- **GESTELLTE AUFGABE**
Wiederhole aus den Datensätzen unten die Zeilen von der Zeile mit „the woman's shoulder“ bis einschließlich der Zeile mit „x=614 y=154“ unverändert und gib nur diese Zeilen aus.

- **BEREITGESTELLTE DATEN**
########################################

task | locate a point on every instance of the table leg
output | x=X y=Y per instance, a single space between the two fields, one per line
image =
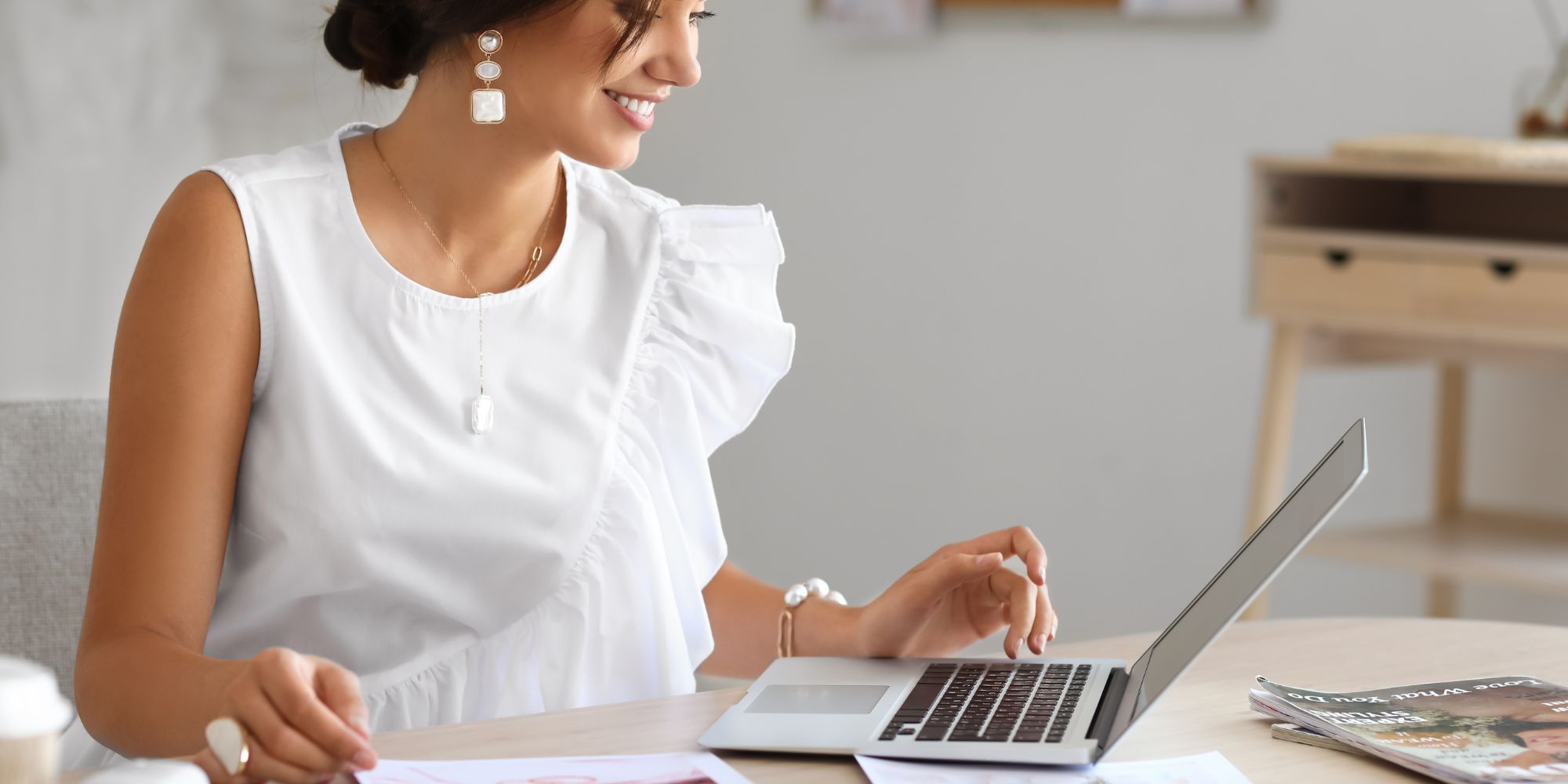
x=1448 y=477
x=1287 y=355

########################################

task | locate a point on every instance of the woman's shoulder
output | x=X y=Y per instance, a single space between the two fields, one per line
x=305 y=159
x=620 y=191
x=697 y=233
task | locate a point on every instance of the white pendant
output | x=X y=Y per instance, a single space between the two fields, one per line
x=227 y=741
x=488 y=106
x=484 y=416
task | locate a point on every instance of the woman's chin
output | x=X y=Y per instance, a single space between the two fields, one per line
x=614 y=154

########################################

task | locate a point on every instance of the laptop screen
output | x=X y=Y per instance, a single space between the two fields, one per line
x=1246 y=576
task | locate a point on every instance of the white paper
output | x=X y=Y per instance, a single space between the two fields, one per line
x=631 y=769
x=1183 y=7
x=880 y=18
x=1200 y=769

########################################

- **RICHTIGE ANTWORT**
task | locate a point on every instance of the woman's shoulder
output | x=X y=Y per instance, a single space between the two fields, one per line
x=305 y=159
x=620 y=191
x=697 y=233
task | locate a point on every instance of the white pendant
output | x=X y=Y per instance, a single space between the two fields, one per line
x=227 y=741
x=488 y=106
x=484 y=416
task | locate a point on every instance of the woman's chin
output | x=X y=Y per instance, a single space between the two fields, one per line
x=614 y=154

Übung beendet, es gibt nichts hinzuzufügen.